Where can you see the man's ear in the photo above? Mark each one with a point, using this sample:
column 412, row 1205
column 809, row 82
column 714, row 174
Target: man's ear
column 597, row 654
▬▬▬
▶ **YOUR OBJECTIVE**
Please rewrite the listing above with "sample" changed to "format" and every other part left as it is.

▶ **THE RESPONSE**
Where can you see the man's ear in the photo above? Mark each one with a point, using this format:
column 412, row 1205
column 809, row 82
column 714, row 174
Target: man's ear
column 597, row 654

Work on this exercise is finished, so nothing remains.